Hoje, além de co-dirigir o Central e o MIL Centro, Pía assina seu próprio projeto: o Kjolle, em Lima - entre os 10 melhores restaurantes do mundo em 2025. Batizado com o nome de uma árvore andina de flores amarelas que resiste a climas extremos, o restaurante traduz sua sensibilidade para conectar pessoas, territórios e saberes ancestrais, com menu que celebra a megadiversidade peruana com poesia, pesquisa e cor.
Eleita a Melhor Chef Feminina da América Latina (2018) e do Mundo (2021), Pía integra o Conselho Internacional do Basque Culinary Center e já levou sua cozinha a palcos como Harvard e o programa infantil Waffles + Mochi, de Michelle Obama. À frente do centro interdisciplinar Mater, criado com Virgilio e Malena Martínez, investiga a biodiversidade do Peru e colabora com comunidades locais, como no projeto Warmi, que resgata técnicas tradicionais de tingimento com plantas nativas.

#### ENUNCIADO A:
Reproduza sem nenhuma alteração a parte dos dados que vai da linha que contém "Outline every instance of the forested" até a última linha dos dados, com as duas pontas incluídas.

#### DADOS DO EXERCÍCIO:
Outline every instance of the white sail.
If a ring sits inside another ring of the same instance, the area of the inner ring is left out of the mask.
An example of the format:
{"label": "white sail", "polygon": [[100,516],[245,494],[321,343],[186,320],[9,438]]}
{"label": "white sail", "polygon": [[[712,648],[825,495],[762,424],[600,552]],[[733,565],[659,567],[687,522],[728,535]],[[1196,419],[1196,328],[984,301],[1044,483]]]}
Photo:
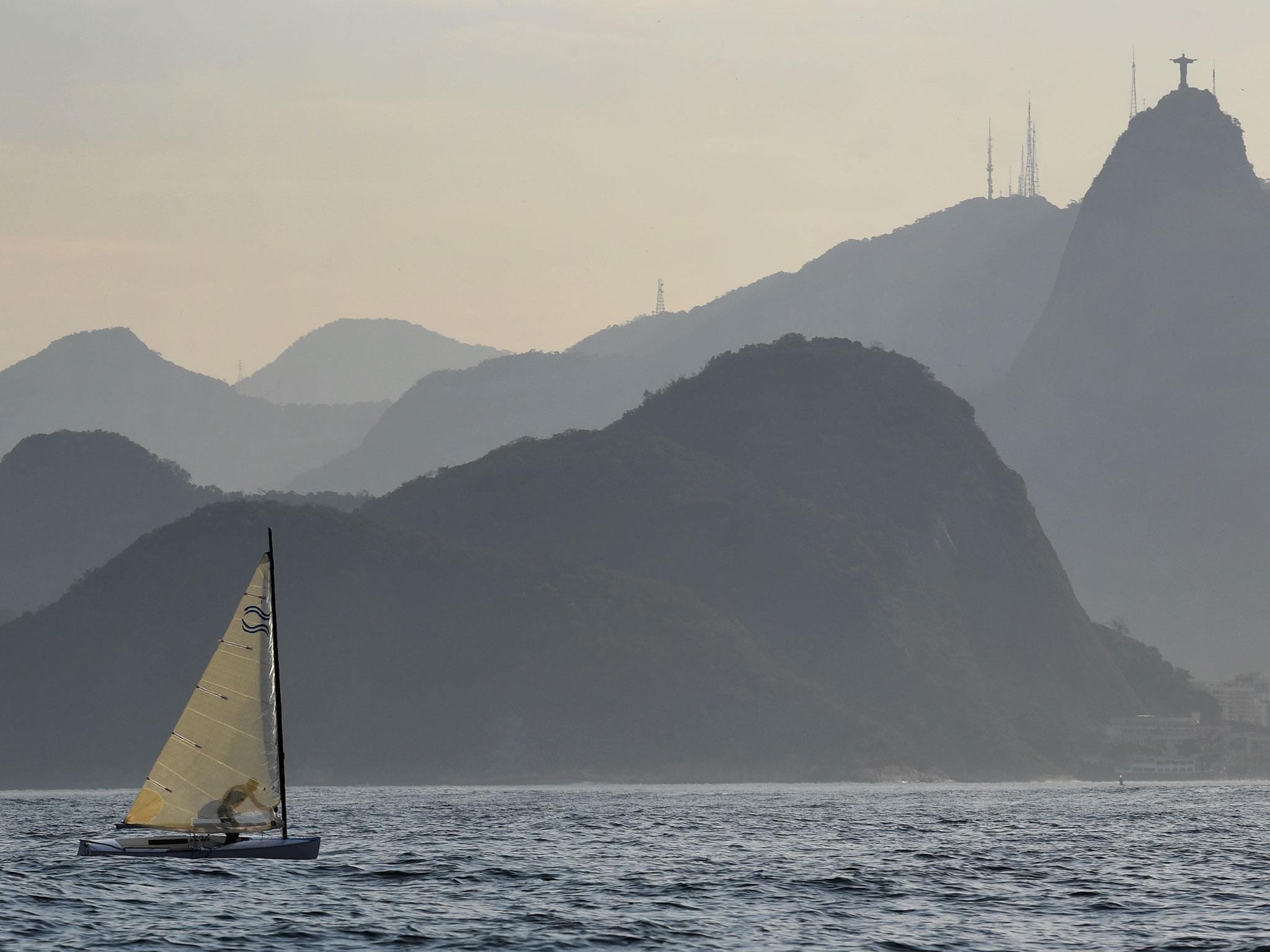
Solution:
{"label": "white sail", "polygon": [[199,831],[279,825],[269,572],[265,555],[124,823]]}

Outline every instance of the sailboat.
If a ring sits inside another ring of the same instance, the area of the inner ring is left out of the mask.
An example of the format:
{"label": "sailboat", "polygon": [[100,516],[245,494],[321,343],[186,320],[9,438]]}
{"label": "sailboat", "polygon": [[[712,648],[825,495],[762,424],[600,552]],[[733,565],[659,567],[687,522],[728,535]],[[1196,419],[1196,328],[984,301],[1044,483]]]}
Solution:
{"label": "sailboat", "polygon": [[[234,619],[116,829],[164,833],[81,839],[79,856],[316,858],[319,836],[287,831],[273,529]],[[282,835],[245,835],[265,830]]]}

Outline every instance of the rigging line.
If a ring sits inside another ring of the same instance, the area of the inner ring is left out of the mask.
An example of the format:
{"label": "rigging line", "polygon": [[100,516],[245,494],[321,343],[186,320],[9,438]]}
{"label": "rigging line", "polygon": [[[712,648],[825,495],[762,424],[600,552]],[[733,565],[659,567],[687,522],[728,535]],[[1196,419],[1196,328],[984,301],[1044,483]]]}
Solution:
{"label": "rigging line", "polygon": [[[232,655],[232,658],[237,658],[237,656],[239,655]],[[231,694],[237,694],[239,697],[246,698],[248,701],[255,701],[257,703],[260,703],[260,698],[258,698],[255,694],[244,694],[241,691],[235,691],[229,684],[218,684],[217,682],[210,680],[207,678],[203,678],[202,680],[199,680],[199,687],[202,687],[203,684],[211,684],[213,688],[220,688],[221,691],[227,691]],[[204,688],[204,691],[206,691],[206,688]]]}
{"label": "rigging line", "polygon": [[[207,693],[210,694],[211,692],[207,692]],[[220,697],[220,696],[217,694],[217,697]],[[241,734],[244,737],[249,737],[250,740],[263,740],[263,737],[259,734],[248,734],[245,730],[241,730],[240,727],[235,727],[232,724],[225,724],[225,721],[217,721],[211,715],[204,715],[202,711],[196,711],[192,707],[187,707],[185,708],[185,713],[197,715],[198,717],[202,717],[204,721],[211,721],[212,724],[218,724],[222,727],[229,727],[235,734]]]}

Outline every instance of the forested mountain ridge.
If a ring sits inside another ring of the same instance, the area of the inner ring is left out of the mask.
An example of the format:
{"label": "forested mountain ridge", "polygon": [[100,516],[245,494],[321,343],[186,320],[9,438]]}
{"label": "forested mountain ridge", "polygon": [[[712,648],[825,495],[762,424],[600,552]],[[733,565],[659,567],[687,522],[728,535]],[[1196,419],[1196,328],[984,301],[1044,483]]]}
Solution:
{"label": "forested mountain ridge", "polygon": [[1270,665],[1270,199],[1179,89],[1081,203],[1054,292],[980,401],[1090,609],[1206,677]]}
{"label": "forested mountain ridge", "polygon": [[1088,621],[964,400],[787,336],[351,514],[149,533],[3,630],[0,717],[99,716],[5,732],[0,772],[144,776],[267,526],[301,782],[1054,776],[1106,716],[1193,703]]}
{"label": "forested mountain ridge", "polygon": [[361,446],[293,486],[386,493],[516,437],[603,426],[645,390],[790,331],[879,341],[974,392],[1008,367],[1040,314],[1073,218],[1041,198],[969,199],[691,311],[608,327],[563,354],[432,374]]}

#### ENUNCIADO B:
Transforme em lista o parágrafo do trecho que começa com "Eleita a Melhor Chef Feminina", mantendo seus fatos principais.

#### RESPOSTA ESCRITA A:
Outline every instance of the forested mountain ridge.
If a ring sits inside another ring of the same instance, the area of the inner ring is left out of the mask.
An example of the format:
{"label": "forested mountain ridge", "polygon": [[100,516],[245,494],[321,343],[186,320],[9,438]]}
{"label": "forested mountain ridge", "polygon": [[[712,648],[825,495],[762,424],[600,552]],[[733,565],[659,567],[687,522],[728,535]],[[1196,419],[1196,328],[984,301],[1044,483]]]}
Solution:
{"label": "forested mountain ridge", "polygon": [[1270,665],[1270,199],[1179,89],[1081,203],[1054,292],[980,401],[1090,609],[1206,677]]}
{"label": "forested mountain ridge", "polygon": [[1088,621],[964,400],[787,336],[351,514],[149,533],[3,630],[0,717],[99,716],[5,732],[0,772],[144,776],[267,526],[301,782],[1054,776],[1106,716],[1193,703]]}
{"label": "forested mountain ridge", "polygon": [[361,446],[293,486],[386,493],[516,437],[603,426],[645,390],[790,331],[879,341],[974,392],[1008,367],[1040,314],[1073,218],[1041,198],[969,199],[691,311],[608,327],[563,354],[432,374]]}

#### RESPOSTA ESCRITA B:
- Pía foi eleita Melhor Chef Feminina da América Latina (2018) e do Mundo (2021).
- Integra o Conselho Internacional do Basque Culinary Center.
- Já levou sua cozinha a Harvard e ao programa infantil Waffles + Mochi, de Michelle Obama.
- Dirige o centro interdisciplinar Mater, criado com Virgilio e Malena Martínez, que investiga a biodiversidade do Peru.
- Colabora com comunidades locais, como no projeto Warmi, que resgata técnicas tradicionais de tingimento com plantas nativas.